START Given data

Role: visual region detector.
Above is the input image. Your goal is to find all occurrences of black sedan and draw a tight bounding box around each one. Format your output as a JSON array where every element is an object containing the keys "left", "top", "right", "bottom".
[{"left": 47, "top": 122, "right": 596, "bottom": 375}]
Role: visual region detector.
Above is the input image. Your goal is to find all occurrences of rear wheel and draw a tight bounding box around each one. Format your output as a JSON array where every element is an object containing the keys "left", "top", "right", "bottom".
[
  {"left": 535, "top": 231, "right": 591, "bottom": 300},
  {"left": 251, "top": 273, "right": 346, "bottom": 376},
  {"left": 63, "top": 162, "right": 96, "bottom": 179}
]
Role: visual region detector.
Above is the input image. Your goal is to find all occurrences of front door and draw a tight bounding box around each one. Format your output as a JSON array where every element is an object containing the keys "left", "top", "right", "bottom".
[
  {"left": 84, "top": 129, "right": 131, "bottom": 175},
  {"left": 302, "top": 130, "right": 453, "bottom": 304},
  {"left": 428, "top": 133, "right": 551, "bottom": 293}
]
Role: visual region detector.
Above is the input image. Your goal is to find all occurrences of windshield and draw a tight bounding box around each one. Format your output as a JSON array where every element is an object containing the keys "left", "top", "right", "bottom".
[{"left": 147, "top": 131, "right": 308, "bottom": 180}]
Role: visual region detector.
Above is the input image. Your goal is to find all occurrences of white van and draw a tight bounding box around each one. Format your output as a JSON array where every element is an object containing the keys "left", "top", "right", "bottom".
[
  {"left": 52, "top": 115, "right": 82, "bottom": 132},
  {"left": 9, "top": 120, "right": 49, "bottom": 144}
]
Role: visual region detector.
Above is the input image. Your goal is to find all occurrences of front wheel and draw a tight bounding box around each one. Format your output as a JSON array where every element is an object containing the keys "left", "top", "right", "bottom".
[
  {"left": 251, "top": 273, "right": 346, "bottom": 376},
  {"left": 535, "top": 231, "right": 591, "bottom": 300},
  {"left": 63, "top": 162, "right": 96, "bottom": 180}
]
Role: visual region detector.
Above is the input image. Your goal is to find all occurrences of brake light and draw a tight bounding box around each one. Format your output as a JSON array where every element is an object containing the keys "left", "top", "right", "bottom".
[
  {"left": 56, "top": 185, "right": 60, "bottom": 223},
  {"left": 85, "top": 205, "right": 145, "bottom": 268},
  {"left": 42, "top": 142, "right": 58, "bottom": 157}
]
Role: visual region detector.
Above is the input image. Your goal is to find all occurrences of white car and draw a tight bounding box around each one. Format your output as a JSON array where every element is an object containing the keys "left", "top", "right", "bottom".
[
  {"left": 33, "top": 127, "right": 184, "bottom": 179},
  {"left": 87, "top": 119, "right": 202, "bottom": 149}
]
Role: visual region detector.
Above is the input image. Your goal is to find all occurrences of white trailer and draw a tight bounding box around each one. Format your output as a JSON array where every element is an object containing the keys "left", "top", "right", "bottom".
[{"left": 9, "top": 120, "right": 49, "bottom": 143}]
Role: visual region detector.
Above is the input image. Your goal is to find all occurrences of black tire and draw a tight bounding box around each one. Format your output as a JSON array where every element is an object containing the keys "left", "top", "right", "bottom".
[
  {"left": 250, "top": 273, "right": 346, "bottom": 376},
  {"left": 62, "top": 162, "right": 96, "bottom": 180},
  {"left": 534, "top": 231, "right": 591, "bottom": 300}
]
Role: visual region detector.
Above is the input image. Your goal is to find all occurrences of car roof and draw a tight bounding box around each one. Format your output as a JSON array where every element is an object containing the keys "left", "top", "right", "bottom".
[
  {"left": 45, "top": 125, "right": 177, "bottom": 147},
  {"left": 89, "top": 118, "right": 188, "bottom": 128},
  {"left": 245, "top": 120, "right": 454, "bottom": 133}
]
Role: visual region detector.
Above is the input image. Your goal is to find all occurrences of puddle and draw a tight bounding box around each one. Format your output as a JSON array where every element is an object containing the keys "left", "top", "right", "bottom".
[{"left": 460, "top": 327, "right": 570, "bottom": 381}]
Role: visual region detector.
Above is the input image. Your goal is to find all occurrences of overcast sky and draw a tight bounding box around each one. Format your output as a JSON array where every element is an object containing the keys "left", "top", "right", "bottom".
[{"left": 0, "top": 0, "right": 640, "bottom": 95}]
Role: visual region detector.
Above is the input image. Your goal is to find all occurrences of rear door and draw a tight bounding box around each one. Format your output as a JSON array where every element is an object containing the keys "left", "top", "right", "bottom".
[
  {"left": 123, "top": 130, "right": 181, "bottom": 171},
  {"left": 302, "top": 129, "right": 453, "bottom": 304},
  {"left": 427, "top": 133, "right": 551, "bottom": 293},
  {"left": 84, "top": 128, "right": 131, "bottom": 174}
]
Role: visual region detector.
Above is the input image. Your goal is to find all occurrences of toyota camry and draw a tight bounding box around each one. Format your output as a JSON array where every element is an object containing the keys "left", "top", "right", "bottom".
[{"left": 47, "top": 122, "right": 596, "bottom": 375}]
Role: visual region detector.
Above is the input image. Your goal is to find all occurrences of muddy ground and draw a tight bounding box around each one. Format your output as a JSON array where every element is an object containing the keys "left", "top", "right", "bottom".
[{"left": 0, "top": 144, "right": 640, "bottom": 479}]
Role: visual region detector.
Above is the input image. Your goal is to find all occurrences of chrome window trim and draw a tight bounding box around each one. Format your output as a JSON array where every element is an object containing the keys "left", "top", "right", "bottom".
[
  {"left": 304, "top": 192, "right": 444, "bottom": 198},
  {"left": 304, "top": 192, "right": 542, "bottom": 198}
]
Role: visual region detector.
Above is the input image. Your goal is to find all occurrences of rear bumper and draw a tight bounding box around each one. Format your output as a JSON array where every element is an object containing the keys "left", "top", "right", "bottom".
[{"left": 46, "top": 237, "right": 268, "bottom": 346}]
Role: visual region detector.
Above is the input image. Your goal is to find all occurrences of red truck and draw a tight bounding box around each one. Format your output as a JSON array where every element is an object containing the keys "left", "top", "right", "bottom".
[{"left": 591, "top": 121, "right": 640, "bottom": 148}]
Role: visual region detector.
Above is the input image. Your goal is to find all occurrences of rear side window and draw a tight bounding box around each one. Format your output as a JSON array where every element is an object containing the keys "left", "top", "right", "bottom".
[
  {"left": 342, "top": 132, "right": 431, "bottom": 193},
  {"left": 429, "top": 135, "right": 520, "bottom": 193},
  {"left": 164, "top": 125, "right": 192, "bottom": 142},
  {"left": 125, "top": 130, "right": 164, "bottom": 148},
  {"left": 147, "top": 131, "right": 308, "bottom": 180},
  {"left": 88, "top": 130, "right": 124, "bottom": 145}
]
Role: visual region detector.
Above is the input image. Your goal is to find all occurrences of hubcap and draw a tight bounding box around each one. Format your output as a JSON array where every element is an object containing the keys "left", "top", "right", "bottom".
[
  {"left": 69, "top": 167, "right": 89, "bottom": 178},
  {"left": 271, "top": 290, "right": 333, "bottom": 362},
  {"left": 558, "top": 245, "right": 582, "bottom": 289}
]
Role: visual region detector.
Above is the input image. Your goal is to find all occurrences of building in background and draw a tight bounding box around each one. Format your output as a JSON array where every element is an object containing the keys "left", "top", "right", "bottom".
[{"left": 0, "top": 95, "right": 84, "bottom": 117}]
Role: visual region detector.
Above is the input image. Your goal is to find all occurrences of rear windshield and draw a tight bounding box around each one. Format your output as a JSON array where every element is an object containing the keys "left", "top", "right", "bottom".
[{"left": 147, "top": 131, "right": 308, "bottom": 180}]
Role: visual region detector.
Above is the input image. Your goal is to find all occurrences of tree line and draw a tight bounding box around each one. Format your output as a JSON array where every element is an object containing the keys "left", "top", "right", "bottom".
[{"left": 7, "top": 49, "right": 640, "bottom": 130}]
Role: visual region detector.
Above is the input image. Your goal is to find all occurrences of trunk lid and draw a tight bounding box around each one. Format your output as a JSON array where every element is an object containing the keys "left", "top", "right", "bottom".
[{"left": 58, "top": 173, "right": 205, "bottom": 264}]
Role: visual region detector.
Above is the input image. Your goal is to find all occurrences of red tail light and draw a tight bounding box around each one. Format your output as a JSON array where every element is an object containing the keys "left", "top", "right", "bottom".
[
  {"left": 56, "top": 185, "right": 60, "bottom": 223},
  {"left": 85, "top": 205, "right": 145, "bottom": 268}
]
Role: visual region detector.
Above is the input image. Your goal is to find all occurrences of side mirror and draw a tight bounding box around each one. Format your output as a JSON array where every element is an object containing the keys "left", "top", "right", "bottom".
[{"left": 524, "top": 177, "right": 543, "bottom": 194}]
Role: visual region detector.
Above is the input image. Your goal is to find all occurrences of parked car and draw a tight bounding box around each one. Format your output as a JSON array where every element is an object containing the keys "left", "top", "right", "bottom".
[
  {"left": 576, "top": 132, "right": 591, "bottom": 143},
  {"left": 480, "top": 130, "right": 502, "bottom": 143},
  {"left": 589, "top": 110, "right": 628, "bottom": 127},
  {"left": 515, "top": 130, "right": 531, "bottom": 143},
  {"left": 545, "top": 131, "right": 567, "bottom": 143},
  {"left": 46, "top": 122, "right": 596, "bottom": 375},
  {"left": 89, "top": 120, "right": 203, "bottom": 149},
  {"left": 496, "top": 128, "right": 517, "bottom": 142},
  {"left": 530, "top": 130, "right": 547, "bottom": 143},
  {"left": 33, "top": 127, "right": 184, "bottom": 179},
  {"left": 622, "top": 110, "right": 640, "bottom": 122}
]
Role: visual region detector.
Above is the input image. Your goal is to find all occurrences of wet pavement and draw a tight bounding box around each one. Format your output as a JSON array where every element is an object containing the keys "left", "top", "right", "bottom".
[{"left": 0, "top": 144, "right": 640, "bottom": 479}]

END Given data

- The task -
Return each line of the records that contains the string "front". Case counts: a line matches only if the letters have the same case as in the string.

- Exercise answer -
Above is the input image. Your goal is to find all occurrences of front door and draw a tight bounding box around each one. Format your output as a JSON array where every element is an object containing the keys "left", "top", "right", "bottom".
Above is the input image. Your goal is to find all occurrences of front wheel and draw a tight bounding box around each one. Format your output as a JSON array where every element is an object containing the keys "left", "top", "right", "bottom".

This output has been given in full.